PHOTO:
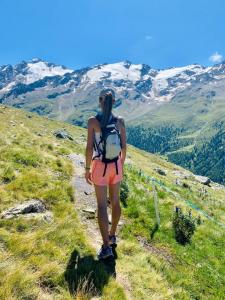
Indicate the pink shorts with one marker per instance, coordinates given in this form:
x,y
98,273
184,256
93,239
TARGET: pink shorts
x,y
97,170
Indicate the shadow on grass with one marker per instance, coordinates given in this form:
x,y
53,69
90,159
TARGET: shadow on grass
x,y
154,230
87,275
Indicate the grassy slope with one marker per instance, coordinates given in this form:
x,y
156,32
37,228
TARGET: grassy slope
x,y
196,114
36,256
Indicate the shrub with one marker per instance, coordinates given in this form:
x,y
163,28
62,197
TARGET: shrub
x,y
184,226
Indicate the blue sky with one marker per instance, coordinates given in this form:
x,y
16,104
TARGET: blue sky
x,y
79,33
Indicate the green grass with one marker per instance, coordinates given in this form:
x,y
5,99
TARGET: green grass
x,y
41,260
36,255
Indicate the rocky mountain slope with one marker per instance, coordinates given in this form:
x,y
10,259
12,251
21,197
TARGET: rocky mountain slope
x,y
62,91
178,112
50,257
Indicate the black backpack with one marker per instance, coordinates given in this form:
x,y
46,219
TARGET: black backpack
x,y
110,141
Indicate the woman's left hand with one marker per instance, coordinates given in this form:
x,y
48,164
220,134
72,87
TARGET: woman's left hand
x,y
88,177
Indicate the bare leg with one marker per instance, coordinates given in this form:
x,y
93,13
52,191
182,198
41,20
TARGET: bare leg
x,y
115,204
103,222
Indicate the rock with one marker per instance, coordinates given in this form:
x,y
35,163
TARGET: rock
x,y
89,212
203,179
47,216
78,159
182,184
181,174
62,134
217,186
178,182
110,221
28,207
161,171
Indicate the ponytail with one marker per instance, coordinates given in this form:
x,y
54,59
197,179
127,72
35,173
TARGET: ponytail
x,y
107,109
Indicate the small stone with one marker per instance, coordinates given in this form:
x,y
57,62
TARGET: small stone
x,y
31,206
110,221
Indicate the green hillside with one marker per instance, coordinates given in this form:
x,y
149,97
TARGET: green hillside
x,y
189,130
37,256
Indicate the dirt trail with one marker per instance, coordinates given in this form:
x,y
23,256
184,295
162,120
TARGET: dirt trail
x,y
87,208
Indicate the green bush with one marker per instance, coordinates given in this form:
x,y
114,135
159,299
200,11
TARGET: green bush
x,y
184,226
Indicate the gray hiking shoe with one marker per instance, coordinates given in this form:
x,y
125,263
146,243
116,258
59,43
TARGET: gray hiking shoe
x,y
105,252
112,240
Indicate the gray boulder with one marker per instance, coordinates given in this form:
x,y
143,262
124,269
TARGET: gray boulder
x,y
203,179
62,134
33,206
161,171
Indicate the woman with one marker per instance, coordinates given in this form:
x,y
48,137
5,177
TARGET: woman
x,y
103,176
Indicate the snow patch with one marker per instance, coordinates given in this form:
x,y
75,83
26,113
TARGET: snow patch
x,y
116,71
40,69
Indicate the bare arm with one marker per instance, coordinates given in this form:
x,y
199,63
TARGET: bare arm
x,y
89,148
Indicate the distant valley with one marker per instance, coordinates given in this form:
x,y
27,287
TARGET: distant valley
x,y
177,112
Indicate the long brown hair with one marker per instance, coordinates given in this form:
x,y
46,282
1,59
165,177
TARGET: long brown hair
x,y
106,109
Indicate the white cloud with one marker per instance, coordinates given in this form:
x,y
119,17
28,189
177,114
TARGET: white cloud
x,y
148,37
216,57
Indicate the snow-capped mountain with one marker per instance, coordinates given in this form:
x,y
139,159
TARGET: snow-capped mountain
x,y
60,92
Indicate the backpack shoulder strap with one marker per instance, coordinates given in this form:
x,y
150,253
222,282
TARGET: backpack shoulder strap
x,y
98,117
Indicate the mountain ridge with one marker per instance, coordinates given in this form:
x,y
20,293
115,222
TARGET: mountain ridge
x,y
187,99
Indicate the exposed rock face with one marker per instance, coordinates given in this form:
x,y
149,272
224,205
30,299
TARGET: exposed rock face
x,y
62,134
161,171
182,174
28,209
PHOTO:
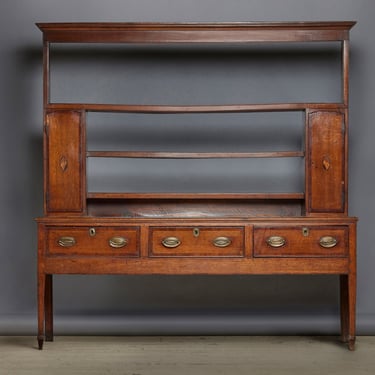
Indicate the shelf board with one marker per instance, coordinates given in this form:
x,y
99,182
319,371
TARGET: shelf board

— Problem requirements —
Lines containing the word "board" must be found in the data above and copied.

— Exercise output —
Indicate the shelf board with one marker per instance, coordinates given in this form:
TARGET: shelf board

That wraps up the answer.